**作業の目標 1**
提供文書によると、この短期地価動向調査の委託先はどこか。

**提供文書**
----

沿岸地域の地価動向等(平成25年度第2四半期短期地価動向調査結果)
平成23年3月11日に発生した東日本大震災津波で被災した沿岸地域において、地価上昇や投機目的の買占め等が懸念されております。
県では、短期地価動向等調査を実施して価格や土地取引動向を注視し、国土利用計画法の規定に基づく監視区域の指定について検討するとともに、調査結果等を公表してまいりますので、沿岸地域における土地取引の指標としてご活用ください。
1 短期地価動向調査の概要
- 調査主体
岩手県 - 調査対象
沿岸6市町19地点(住宅地16地点、商業地3地点) - 調査方法
一般社団法人岩手県不動産鑑定士協会に委託し、平成24年7月1日地価調査した基準地(調査地点)を中心に、沿岸市町村の代表的な住宅地及び商業地のうち、震災以降も土地取引が活発に行われる可能性が高い地点について、地価調査・地価公示と同じ鑑定評価方法で鑑定評価を実施する。 - 調査時期
平成25年度第2回短期地価動向調査(平成25年7月1日基準日)
2 地価動向について(価格、変動率等詳細は別添資料1及び別紙のとおり)
(1) 住宅地(16地点)
直近3か月比較による平均変動率の状況
4地点(釜石D-1・D-2・D-3、山田D-2)において、前回調査より変動率が拡大したが、7地点については横ばい、その他3地点については縮小(残り2地点は対象外)等となったことから、変動率は平均で1.6%(前回調査では1.0%)の拡大となっている。

----

**与えられた情報**
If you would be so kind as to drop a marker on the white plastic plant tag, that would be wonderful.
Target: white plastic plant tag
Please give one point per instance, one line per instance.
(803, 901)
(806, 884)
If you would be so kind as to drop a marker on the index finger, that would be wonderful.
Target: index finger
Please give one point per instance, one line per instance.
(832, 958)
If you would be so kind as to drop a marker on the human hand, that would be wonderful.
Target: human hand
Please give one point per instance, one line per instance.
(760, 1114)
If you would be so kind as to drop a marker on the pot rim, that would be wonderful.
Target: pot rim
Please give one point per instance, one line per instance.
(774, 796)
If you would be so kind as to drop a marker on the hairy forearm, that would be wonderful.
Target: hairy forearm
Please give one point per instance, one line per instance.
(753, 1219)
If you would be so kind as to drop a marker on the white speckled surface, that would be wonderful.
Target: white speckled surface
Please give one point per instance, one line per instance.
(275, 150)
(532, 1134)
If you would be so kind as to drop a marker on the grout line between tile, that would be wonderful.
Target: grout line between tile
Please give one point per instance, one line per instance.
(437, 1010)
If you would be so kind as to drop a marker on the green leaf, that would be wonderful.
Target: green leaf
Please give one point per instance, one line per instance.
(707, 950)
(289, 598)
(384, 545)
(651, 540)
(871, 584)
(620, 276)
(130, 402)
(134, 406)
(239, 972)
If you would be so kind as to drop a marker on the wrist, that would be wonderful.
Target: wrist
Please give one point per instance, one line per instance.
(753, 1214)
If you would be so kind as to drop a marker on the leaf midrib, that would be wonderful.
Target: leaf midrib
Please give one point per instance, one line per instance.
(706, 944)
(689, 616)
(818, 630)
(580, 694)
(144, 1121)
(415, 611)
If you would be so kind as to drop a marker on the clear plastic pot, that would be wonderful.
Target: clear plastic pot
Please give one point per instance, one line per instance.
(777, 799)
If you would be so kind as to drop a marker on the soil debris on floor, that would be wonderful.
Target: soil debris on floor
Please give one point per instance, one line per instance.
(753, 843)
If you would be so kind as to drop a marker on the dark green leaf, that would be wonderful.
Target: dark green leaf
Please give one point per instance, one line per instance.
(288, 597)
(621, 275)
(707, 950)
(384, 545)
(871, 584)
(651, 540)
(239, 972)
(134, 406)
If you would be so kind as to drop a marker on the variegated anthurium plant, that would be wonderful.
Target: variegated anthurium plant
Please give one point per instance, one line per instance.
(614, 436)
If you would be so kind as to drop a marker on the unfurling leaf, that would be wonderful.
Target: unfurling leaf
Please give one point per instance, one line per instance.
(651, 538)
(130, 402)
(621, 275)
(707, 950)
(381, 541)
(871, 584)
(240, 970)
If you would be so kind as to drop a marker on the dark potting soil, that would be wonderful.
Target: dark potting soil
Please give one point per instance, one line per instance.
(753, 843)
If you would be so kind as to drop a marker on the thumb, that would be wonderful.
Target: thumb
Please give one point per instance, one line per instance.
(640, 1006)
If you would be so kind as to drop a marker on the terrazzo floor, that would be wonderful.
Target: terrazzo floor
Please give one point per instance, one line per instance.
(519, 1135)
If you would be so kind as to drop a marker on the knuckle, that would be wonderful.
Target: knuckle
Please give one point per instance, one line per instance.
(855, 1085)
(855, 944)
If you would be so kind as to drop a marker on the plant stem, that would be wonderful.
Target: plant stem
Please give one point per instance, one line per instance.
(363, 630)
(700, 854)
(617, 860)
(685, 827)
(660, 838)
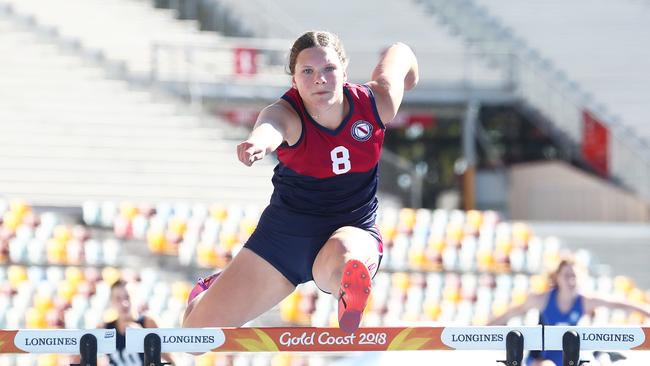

----

**作業の目標 2**
上のリストから、「finger」という語を含む行をすべて抜き出せ。

**完全な解答 1**
一般社団法人岩手県不動産鑑定士協会である。

**完全な解答 2**
If you would be so kind as to drop a marker on the index finger, that would be wonderful.
Target: index finger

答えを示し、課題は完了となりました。